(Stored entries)
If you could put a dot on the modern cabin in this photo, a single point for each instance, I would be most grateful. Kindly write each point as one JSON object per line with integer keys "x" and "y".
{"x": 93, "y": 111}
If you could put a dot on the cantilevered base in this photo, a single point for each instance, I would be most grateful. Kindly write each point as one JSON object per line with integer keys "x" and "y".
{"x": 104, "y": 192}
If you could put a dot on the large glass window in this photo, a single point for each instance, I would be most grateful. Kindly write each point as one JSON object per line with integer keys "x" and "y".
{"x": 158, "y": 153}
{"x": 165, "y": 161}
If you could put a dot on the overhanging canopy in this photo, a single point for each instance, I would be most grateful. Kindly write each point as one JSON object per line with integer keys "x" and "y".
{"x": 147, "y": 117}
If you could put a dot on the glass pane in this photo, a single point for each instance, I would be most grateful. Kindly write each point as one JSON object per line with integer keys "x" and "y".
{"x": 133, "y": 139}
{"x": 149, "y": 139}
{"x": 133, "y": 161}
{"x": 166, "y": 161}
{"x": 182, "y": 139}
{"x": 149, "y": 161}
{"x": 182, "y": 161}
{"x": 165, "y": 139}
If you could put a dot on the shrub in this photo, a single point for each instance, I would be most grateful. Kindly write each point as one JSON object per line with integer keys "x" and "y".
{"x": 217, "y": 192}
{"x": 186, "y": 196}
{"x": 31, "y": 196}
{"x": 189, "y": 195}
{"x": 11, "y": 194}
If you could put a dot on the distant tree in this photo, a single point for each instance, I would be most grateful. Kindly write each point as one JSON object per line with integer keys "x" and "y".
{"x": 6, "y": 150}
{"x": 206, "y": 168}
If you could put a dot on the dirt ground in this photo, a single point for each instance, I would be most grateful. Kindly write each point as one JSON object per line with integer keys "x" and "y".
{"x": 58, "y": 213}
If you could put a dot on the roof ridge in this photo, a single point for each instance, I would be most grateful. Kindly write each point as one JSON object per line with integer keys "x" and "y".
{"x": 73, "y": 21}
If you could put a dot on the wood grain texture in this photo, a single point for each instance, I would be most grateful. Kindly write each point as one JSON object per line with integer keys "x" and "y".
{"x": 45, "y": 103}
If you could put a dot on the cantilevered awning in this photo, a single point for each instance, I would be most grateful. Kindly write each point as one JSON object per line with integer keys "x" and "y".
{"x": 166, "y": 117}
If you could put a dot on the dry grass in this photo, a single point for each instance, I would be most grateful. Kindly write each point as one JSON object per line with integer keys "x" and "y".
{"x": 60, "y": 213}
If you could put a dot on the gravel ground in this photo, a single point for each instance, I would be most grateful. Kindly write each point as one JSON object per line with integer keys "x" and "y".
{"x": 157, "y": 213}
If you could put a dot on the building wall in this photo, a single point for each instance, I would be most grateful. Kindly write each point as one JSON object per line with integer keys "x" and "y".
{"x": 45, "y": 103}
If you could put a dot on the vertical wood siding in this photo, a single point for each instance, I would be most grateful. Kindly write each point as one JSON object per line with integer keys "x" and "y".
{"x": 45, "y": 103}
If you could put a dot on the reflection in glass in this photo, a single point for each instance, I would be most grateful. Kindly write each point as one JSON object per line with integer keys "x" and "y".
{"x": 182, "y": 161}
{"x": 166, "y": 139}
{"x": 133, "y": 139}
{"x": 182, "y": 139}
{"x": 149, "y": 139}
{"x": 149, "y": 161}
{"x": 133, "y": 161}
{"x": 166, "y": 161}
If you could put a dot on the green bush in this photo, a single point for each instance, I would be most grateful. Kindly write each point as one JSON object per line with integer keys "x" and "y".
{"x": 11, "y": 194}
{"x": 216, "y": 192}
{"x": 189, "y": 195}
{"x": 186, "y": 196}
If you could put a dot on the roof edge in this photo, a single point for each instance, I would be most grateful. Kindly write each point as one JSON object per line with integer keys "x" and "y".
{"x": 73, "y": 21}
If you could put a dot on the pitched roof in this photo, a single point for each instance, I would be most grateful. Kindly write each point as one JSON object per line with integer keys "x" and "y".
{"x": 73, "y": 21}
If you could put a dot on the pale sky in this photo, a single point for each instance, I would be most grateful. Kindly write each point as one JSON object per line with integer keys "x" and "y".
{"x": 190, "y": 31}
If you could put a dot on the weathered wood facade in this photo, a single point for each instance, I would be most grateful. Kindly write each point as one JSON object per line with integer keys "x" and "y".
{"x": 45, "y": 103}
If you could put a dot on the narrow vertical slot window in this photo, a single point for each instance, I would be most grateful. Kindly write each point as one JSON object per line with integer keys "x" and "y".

## [EXERCISE]
Only an exact copy of the entries above will do.

## [OUTPUT BELOW]
If you could put a dot on the modern cabin in this photo, a single point for each instance, I would be most grateful. Kindly write each point as one JSON object per line with integer keys "x" and "y".
{"x": 93, "y": 111}
If you could put a dot on the cantilevered base in this photo, a single point for each instance, I would be most grateful. Kindly write each point as one JSON object per line with integer keys "x" and "y".
{"x": 104, "y": 192}
If you could put a dot on the large glass window in this photo, a single point for each instance, I would be most grateful. Kindly write each point as one JSON object per line with integer keys "x" and "y".
{"x": 158, "y": 153}
{"x": 165, "y": 161}
If you could put a dot on the overhanging canopy in this photo, a single point for each instance, I would be most grateful. Kindly write each point as one JSON object per line with integer keys "x" and "y".
{"x": 147, "y": 117}
If you could put a dot on the glass pane in this photo, a single point for each instance, I would be most grateful. Kindly write each point as one JSON object per line with integer keys "x" and "y".
{"x": 133, "y": 139}
{"x": 149, "y": 139}
{"x": 133, "y": 161}
{"x": 166, "y": 161}
{"x": 182, "y": 139}
{"x": 149, "y": 161}
{"x": 182, "y": 161}
{"x": 165, "y": 139}
If you could put a dot on the shrub in this photo, a single point for each instance, I would be most grateful. Kindly write each point as one JSON object per line with integer keys "x" and "y".
{"x": 217, "y": 192}
{"x": 186, "y": 196}
{"x": 31, "y": 196}
{"x": 189, "y": 195}
{"x": 11, "y": 194}
If you could put a dot on the distant tree in this photo, a single point for each instance, I would be most grateful. Kindly write each point as one JSON object per line with integer keys "x" and "y".
{"x": 6, "y": 150}
{"x": 206, "y": 168}
If you could put a dot on the dirt ground in this photo, a single point for each instance, I would be most grateful. Kindly write each point as one JSON object per line with integer keys "x" and "y".
{"x": 58, "y": 213}
If you could put a dot on the roof ridge in this photo, a single point for each instance, I would be most grateful. Kindly write each point as one JSON object per line with integer keys "x" and "y".
{"x": 73, "y": 21}
If you could put a dot on the wood grain texture in this photo, a single point for each instance, I would be most grateful. Kindly write each point as one JSON object per line with integer keys "x" and "y".
{"x": 45, "y": 103}
If you could put a dot on the cantilevered awning in this photo, a single point for each instance, I would be most grateful. Kindly write each point as one JSON object per line with integer keys "x" and "y".
{"x": 166, "y": 117}
If you could put a dot on the dry grass in this photo, a single point for each instance, I would be most grateful. Kindly write each point as one JSON object per line with integer keys "x" and "y".
{"x": 60, "y": 213}
If you could put a dot on the gravel ground in this photo, a single point for each instance, I would be most grateful. Kindly write each point as one JSON object per line with integer keys "x" and "y".
{"x": 157, "y": 213}
If you could put a dot on the building wall in this photo, a single point for each instance, I would be most grateful. Kindly write each point as one JSON object per line with integer keys "x" and "y".
{"x": 45, "y": 103}
If you could put a dot on the vertical wood siding in this photo, a single point for each instance, I would be most grateful. Kindly write each point as one JSON object per line with integer keys "x" and "y".
{"x": 45, "y": 103}
If you could put a dot on the reflection in glass in this photo, a single point for each instance, I would be most grateful. Kindly write each point as one JSON object per line with integer keys "x" and "y".
{"x": 182, "y": 161}
{"x": 166, "y": 139}
{"x": 133, "y": 139}
{"x": 182, "y": 139}
{"x": 149, "y": 139}
{"x": 149, "y": 161}
{"x": 133, "y": 161}
{"x": 166, "y": 161}
If you could put a dot on the green bush in this photo, a single point for each instance, I would be most grateful. Kindly write each point as one JSON object per line with integer keys "x" and "y".
{"x": 11, "y": 194}
{"x": 216, "y": 192}
{"x": 189, "y": 195}
{"x": 186, "y": 196}
If you could put a dot on the roof edge in this photo, a single point for each instance, I would be most grateful. Kindly write each point as one JSON object per line with integer keys "x" and "y".
{"x": 73, "y": 21}
If you could put a dot on the pitched roof in this photo, a single point for each instance, I would be most grateful. Kindly write each point as one JSON object per line with integer keys "x" and "y".
{"x": 73, "y": 21}
If you could put a dot on the pale sky in this photo, a single point for each instance, I would be most grateful. Kindly write each point as one JSON object per line with integer keys "x" and "y".
{"x": 190, "y": 31}
If you could put a dot on the weathered wood facade in this photo, a single point for each instance, I would be most grateful. Kindly write each point as one JSON object per line with integer keys "x" and "y".
{"x": 45, "y": 103}
If you could put a dot on the narrow vertical slot window in this photo, a single point for each instance, I would be most grateful. Kindly write each point as one JSON object per line with integer keys "x" and "y".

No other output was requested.